**Material do exercício:**
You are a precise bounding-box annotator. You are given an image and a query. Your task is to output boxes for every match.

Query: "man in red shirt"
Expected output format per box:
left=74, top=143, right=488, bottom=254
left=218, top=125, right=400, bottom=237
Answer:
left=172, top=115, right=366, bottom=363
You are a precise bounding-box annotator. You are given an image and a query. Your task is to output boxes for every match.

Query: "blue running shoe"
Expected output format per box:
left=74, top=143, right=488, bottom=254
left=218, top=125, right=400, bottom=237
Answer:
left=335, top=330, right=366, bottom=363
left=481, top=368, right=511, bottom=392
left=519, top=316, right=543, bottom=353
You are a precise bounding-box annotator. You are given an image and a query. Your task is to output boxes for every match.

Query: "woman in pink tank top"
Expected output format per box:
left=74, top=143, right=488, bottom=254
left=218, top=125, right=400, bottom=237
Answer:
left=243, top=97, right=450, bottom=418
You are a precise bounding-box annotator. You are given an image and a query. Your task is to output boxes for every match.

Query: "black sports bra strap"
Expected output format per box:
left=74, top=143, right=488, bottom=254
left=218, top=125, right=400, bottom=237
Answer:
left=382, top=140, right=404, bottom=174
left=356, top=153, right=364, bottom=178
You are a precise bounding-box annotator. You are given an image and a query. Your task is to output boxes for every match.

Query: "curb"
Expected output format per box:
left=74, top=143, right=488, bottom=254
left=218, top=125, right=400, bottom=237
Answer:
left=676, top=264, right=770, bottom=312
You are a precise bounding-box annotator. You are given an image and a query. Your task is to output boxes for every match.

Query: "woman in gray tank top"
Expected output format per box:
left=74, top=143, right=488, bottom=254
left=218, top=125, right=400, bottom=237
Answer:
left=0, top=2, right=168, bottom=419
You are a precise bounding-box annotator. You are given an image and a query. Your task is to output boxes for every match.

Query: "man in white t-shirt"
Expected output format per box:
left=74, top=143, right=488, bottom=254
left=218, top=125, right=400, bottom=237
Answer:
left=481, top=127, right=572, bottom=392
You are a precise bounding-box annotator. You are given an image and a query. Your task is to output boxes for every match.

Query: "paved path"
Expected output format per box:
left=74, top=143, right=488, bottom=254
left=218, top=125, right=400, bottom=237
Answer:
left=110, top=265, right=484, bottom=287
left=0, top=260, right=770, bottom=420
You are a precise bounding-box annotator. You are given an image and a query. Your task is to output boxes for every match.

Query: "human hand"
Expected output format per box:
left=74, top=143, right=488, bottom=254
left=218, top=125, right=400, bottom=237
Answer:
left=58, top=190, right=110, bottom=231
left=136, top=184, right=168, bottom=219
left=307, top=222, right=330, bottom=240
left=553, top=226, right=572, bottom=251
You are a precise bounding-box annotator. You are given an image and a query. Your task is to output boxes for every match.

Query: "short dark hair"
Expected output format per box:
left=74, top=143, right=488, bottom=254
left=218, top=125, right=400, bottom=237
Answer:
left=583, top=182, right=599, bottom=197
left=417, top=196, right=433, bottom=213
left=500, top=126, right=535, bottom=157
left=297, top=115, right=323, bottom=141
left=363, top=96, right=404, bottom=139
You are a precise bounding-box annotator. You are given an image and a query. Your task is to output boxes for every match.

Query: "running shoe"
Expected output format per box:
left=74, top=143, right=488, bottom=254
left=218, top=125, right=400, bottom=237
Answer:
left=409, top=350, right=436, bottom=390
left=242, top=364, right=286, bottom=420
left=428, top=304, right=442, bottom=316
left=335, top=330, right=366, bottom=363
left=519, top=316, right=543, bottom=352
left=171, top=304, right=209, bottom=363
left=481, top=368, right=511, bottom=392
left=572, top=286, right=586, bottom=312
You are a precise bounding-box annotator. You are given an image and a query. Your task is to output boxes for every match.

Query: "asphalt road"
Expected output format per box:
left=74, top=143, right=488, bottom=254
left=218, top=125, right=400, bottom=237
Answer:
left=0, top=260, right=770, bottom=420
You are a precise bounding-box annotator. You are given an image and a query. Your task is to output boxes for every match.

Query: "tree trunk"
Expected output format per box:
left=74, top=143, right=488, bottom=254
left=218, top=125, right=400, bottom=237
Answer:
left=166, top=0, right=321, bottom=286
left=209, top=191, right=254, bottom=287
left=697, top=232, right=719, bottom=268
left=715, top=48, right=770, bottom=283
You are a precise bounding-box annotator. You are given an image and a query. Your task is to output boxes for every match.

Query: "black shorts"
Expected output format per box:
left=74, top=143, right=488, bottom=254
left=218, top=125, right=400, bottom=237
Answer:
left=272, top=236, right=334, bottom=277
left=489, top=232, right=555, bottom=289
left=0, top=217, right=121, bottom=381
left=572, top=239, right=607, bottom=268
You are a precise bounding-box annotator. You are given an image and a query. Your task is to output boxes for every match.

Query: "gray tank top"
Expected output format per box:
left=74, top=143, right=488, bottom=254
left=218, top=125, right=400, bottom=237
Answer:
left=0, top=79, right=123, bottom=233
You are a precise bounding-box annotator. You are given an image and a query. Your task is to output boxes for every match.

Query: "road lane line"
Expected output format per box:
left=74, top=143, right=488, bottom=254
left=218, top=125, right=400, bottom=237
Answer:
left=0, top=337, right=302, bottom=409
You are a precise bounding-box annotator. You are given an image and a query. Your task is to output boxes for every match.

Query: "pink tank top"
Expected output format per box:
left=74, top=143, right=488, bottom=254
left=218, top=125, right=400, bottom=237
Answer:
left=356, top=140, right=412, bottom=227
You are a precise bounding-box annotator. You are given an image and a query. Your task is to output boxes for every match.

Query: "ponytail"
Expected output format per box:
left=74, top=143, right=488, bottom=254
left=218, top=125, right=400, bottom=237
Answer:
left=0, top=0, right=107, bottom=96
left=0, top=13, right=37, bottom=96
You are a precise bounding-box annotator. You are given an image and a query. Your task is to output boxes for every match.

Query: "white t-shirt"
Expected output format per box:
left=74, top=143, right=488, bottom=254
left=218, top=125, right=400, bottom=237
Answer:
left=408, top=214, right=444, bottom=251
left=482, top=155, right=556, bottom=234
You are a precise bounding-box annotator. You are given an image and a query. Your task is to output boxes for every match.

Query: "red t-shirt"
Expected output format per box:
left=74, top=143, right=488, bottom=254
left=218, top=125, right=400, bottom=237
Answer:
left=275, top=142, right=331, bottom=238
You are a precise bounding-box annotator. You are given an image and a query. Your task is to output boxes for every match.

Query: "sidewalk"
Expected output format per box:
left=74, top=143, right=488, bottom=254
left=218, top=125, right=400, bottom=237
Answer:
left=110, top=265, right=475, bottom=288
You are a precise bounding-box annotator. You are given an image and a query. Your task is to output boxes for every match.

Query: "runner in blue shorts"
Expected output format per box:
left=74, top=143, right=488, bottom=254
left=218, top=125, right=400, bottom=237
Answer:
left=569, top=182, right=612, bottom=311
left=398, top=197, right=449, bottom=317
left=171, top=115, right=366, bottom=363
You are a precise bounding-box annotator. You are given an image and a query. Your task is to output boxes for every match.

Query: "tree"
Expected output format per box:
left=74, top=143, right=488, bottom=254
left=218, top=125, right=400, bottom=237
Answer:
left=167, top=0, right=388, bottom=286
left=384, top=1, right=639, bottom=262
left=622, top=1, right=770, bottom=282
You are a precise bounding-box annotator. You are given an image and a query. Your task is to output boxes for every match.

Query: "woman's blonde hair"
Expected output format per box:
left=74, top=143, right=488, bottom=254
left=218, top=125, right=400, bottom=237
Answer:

**Tarefa proposta:**
Informe, copiando-as integralmente, todas as linhas dos dados acima em que aparece a palavra "woman".

**Resposta do exercício:**
Query: "woman in pink tank top"
Query: "woman in gray tank top"
Query: "woman's blonde hair"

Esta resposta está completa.